| title | Data Analyst Agent |
|---|---|
| emoji | 🤖 |
| colorFrom | blue |
| colorTo | purple |
| sdk | docker |
| pinned | false |
AI-powered Data Analyst Agent with an interactive web interface built using:
- Flask
- Bootstrap
- HTML/CSS
- LangChain
- LangGraph
- OpenAI
An advanced, self-iterating Data Science agent that performs comprehensive Exploratory Data Analysis (EDA) without human intervention. Built on LangGraph, it utilizes a specialized Planner-Executor-Finalizer architecture to transform raw datasets into professional, insight-driven Markdown reports.
The project now includes a modern Bootstrap + HTML frontend with a Flask backend, allowing users to:
- 📊 Upload datasets and automatically generate a professional
summary.mdEDA report. - 💬 Ask natural language questions about the uploaded dataset and receive AI-generated answers instantly.
Upload a CSV dataset and let the agent autonomously perform:
- Data Cleaning
- Statistical Analysis
- Correlation Discovery
- Pattern Detection
- Insight Generation
After analysis, the generated summary.md report is available for download.
Users can interact with the dataset using natural language queries such as:
- "What are the missing values?"
- "Which features are highly correlated?"
- "Show the average sales by region."
- "What insights can you derive from this dataset?"
The AI agent analyzes the dataframe and returns context-aware responses.
This system moves beyond basic prompt-chaining by implementing a Hierarchical State Machine. It separates strategic planning from technical execution using an isolated "internal scratchpad," ensuring the global reasoning stays focused and technical debugging remains local.
- 📍 Metadata Analyst: Automatically extracts the "DNA" of the dataframe (schema, types, shape) to ground the agent's logic in the actual data structure.
- 🏗️ The Lead Planner: A high-level strategist that breaks the analysis into a hierarchical roadmap: Data Quality → Univariate → Bivariate → Multivariate analysis.
- 💻 The Python Executor: A specialized developer node. It operates in a private
internal_historyloop, allowing it to iterate on code and self-correct syntax or logic errors without distracting the Planner. - 🧪 AST Execution REPL: A robust tool using Abstract Syntax Trees to safely execute multi-line Python scripts and capture results, mimicking a Jupyter Notebook environment.
- 📝 Technical Finalizer: Distills raw technical logs and code outputs into clean, executive summaries for the Planner, ensuring only high-value insights are promoted to global memory.
- 📊 Executive Summarizer: The final output node that compiles the entire analysis journey from the message history into a professional
summary.md.
- Interactive Web UI built using Bootstrap and HTML.
- Flask Backend Integration for file uploads, analysis, and AI interactions.

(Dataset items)
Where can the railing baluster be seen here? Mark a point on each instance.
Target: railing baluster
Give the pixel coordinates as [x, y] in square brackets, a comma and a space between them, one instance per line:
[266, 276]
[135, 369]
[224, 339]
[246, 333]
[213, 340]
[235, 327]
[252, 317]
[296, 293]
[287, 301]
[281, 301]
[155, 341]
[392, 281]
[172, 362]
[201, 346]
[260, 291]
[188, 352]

--

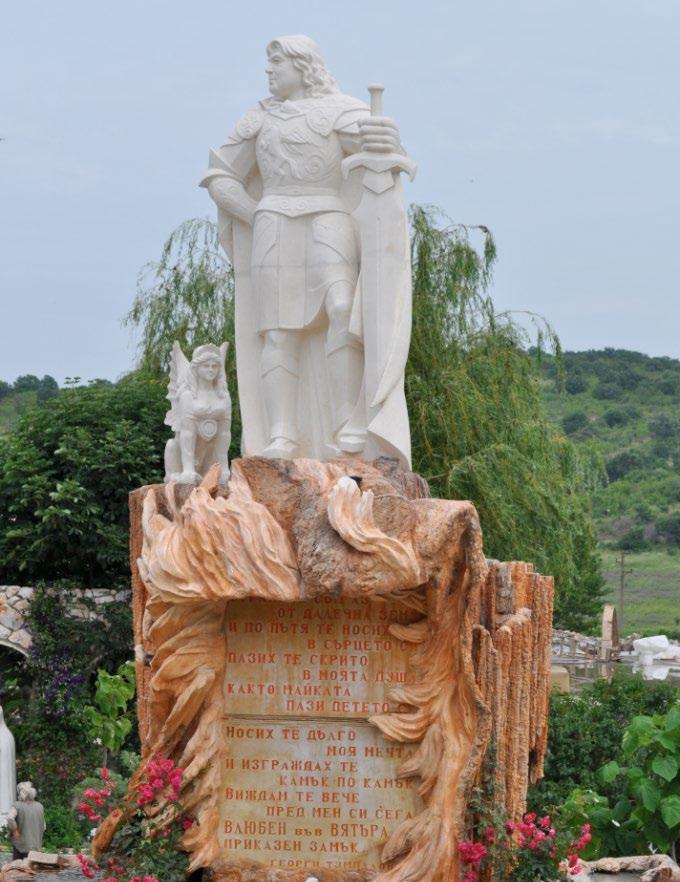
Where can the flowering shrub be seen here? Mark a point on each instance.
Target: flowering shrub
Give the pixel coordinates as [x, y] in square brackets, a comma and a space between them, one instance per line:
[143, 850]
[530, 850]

_Required action_: Could you continue the Data Analyst Agent description from where it stops?

_Exercise result_:
- Self-Healing Logic: Leveraging Python 3.11's enhanced error reporting, the executor identifies exactly where code fails and fixes it in real-time within the internal loop.
- Isolated Scratchpad: Technical "noise"—such as debugging attempts, tracebacks, and raw data dumps—is confined to the
internal_history. This keeps the long-term memory of the agent clean, focused, and token-efficient. - Recursive Re-Planning: After every task, the agent assesses findings. If a specific correlation, anomaly, or outlier is detected, it dynamically pivots the next step to investigate further.
- Autonomous Documentation: Automatically compiles insights and writes its own final report to a persistent Markdown file upon completion.
- Natural Language Dataset Q&A powered by OpenAI and LangGraph.
| Component | Technology |
|---|---|
| Frontend | Bootstrap + HTML |
| Backend | Flask |
| Orchestration | LangGraph (StateGraph) |
| LLM | OpenAI GPT-4o-mini |
| Frameworks | LangChain |
| Runtime | Python 3.11 |
| Data Engine | Pandas & NumPy |
| Logic Parsing | Python AST (Abstract Syntax Trees) |
| State Management | TypedDict & Annotated History |
The generated summary.md output is structured for professional stakeholders:
- Executive Summary: High-level overview of the dataset's health and primary characteristics.
- Data Quality Audit: Analysis of null values, duplicates, inconsistencies, and anomalies.
- Statistical Deep-Dive: Numerical and analytical insights from univariate and bivariate analysis.
- Strategic Recommendations: Data-driven recommendations based on discovered trends and patterns.
The system uses a custom write_python_code tool that evaluates code in a controlled local environment. It is designed for sandboxed data analysis where the agent has direct access to the df object, providing a seamless bridge between LLM reasoning and programmatic data manipulation.
Developed as a robust framework for autonomous data exploration using LangGraph, Flask, Bootstrap, and Python 3.11.